Data extracted from a collection:
§

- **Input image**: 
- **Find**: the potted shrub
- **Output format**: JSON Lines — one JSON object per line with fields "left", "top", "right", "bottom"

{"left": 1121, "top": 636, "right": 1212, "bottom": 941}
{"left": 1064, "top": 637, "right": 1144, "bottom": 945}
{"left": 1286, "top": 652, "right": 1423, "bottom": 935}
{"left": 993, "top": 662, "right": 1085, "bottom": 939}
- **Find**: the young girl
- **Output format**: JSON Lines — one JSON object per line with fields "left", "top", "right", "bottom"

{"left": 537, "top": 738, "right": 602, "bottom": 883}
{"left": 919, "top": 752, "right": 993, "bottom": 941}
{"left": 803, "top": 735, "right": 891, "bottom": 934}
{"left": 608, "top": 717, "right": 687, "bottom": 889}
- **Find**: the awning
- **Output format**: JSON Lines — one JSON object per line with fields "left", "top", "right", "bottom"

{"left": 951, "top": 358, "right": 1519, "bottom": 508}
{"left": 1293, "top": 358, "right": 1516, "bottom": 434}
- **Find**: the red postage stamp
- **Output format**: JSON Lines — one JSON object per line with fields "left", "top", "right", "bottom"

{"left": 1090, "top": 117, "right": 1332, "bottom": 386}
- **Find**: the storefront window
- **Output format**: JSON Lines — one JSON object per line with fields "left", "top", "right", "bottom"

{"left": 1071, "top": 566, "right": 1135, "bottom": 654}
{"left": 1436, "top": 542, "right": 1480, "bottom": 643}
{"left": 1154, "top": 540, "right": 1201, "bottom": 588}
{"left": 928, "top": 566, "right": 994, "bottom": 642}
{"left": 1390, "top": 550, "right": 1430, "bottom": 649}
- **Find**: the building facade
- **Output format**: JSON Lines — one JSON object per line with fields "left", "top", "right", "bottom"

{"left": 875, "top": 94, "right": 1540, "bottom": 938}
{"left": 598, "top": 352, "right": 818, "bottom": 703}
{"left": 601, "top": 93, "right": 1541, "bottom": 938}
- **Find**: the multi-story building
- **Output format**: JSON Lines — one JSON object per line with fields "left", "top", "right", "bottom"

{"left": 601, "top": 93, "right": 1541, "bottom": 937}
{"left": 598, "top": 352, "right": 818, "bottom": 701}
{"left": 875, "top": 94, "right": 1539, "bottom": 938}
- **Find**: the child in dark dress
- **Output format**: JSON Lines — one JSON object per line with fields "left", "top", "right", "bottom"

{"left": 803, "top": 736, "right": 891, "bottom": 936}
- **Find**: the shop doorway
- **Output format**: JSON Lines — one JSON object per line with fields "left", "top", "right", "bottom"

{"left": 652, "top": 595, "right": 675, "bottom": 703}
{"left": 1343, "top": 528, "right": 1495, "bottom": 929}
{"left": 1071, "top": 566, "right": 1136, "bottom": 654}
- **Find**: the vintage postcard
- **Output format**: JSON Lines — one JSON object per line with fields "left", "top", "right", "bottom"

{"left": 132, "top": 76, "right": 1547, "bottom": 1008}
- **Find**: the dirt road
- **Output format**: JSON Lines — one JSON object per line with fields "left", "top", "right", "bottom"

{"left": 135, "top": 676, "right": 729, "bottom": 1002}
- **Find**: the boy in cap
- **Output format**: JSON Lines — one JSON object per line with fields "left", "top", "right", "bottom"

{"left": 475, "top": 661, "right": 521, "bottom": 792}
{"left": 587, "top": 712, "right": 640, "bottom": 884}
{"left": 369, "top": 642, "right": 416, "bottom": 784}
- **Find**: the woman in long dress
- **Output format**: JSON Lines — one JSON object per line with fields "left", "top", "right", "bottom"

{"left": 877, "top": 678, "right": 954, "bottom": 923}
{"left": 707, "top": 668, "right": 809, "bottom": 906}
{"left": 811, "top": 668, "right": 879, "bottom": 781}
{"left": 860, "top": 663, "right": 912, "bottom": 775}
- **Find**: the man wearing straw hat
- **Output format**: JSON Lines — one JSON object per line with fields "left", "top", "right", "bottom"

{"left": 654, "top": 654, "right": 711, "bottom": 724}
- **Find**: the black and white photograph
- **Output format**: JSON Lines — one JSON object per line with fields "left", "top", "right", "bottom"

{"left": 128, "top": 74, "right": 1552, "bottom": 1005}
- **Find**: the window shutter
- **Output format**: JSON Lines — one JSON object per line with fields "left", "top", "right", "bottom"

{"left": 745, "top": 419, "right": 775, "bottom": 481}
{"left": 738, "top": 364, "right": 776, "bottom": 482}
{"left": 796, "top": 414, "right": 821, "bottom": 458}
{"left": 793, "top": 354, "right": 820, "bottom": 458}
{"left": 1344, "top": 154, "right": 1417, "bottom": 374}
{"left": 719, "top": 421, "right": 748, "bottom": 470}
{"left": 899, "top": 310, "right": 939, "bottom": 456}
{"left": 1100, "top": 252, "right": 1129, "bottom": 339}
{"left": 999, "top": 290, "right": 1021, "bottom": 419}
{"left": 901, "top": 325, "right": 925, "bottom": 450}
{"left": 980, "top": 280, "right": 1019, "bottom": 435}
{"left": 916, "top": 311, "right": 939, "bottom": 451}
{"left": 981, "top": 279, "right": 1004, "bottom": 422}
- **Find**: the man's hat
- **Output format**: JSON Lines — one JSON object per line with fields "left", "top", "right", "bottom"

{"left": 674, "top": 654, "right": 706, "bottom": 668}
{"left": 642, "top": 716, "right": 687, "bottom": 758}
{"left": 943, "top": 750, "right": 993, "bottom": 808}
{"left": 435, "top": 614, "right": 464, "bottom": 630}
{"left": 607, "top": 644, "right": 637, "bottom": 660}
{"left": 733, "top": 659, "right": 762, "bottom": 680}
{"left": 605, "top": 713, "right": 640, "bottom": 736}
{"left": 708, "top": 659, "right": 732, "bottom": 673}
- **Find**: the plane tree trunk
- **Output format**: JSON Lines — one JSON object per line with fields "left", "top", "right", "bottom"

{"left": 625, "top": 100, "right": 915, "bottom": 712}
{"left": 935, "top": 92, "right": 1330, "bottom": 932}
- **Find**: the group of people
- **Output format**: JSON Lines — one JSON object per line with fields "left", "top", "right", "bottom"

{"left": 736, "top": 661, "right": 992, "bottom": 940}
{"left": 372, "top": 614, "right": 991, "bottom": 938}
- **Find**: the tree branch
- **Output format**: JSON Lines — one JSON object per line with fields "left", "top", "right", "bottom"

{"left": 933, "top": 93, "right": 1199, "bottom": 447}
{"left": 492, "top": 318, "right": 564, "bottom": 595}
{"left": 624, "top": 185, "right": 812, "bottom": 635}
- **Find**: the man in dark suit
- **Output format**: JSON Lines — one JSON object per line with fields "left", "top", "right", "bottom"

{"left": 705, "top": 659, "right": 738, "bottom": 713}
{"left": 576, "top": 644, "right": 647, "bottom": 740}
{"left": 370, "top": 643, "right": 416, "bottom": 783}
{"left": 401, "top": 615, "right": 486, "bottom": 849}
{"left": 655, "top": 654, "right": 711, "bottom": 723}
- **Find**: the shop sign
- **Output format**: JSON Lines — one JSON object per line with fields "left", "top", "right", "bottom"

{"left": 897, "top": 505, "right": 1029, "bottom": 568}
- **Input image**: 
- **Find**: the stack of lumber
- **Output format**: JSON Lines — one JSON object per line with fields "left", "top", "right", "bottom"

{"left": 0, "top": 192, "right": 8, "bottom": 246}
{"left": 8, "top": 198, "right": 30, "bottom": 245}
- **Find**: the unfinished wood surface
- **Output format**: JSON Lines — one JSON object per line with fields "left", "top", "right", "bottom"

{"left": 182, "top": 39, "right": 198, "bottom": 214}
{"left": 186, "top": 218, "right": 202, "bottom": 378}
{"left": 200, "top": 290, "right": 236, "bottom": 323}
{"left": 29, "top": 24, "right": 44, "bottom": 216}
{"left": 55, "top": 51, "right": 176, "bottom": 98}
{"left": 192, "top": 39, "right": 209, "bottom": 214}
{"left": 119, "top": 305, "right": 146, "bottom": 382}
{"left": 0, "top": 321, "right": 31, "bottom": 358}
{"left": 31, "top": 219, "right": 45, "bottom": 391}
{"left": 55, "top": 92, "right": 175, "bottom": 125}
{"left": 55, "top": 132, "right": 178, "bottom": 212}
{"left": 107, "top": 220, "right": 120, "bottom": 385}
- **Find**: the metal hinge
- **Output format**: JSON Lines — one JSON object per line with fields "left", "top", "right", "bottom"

§

**What you are asked to do**
Copy out only the lines of the records above from the one with "- **Find**: the shop sign" through the one with "- **Find**: the unfinished wood surface", exactly as they stand, both included.

**Written solution**
- **Find**: the shop sign
- **Output format**: JSON Lines — one JSON object per line with fields "left", "top", "right", "bottom"

{"left": 897, "top": 505, "right": 1029, "bottom": 568}
- **Input image**: 
- **Find**: the stack of lumber
- **Output format**: JSON Lines — one JSON object per line with fields "left", "top", "right", "bottom"

{"left": 0, "top": 192, "right": 8, "bottom": 246}
{"left": 8, "top": 198, "right": 30, "bottom": 245}
- **Find**: the unfinished wood surface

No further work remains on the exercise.